§ **Do this**
Repeat the lines of the listing below exactly, starting at the line that contains "of the dandelion" and running through the last line, both included, and only those.

§ **Dataset content**
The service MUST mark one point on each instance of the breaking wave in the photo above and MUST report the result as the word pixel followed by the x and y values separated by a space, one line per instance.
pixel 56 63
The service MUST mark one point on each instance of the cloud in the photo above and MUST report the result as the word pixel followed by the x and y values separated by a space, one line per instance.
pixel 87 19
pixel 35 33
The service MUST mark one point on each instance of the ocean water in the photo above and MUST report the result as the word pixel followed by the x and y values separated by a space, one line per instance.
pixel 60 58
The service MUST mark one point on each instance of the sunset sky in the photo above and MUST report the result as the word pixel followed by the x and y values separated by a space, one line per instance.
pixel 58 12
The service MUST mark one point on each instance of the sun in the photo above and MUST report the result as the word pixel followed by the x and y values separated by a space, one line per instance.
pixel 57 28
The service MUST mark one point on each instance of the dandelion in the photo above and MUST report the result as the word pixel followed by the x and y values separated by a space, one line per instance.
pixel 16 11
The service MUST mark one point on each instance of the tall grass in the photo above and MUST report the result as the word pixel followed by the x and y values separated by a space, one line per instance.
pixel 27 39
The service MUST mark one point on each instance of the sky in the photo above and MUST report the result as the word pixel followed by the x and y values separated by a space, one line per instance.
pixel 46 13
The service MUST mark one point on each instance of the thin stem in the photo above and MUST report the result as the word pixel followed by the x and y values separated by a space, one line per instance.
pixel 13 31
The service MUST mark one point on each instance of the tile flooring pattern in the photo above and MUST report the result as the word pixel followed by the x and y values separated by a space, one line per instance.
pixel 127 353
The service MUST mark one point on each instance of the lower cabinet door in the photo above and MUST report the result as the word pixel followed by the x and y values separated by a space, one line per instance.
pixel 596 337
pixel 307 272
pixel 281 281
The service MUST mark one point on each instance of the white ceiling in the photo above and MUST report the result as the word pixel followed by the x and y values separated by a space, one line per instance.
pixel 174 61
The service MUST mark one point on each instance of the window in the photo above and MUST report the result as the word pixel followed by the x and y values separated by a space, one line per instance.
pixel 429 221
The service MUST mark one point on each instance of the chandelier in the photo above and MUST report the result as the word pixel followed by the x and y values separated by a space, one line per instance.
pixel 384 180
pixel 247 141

§ **Written answer**
The service MUST mark one point on each instance of the dandelion in the photo above and MUST report the result as the word pixel followed by the x and y values separated by a space, one line per instance.
pixel 16 11
The service MUST mark one point on each instance of the tall grass in the photo above and MUST report the result as the word pixel followed by the x and y values separated by a space, one line per instance.
pixel 27 39
The service MUST mark one point on each instance of the sky in the photo above and MUST report the result as the word pixel followed by the x and y values separated by a space, one line per instance.
pixel 46 13
The service MUST mark one point on each instance of the thin stem in the photo above and MUST report the result as the word pixel followed by the x and y values separated by a space, one line per instance.
pixel 13 31
The service MUST mark one point on each instance of the tile flooring pattern in the photo above and MUST report the result as the word pixel followed by the x and y values separated by a space, one line per instance.
pixel 127 353
The service MUST mark one point on each instance of the lower cabinet door in the photo above and MUST report the result as the word pixel followed by the x and y values separated by a space, one line per instance.
pixel 596 337
pixel 307 272
pixel 281 281
The service MUST mark one point on each instance of the white ceiling in the photo above and MUST report the result as the word pixel followed by the x and y values separated by a space, one line per instance.
pixel 174 61
The service MUST mark one point on each instance of the window in the photo above and MUST report the result as the word pixel followed by the x and y values separated by a space, one line per instance.
pixel 429 221
The service MUST mark one point on each instance of the chandelier in the photo above and MUST report the result as the word pixel followed by the x and y values separated by a space, one line per instance.
pixel 384 180
pixel 247 141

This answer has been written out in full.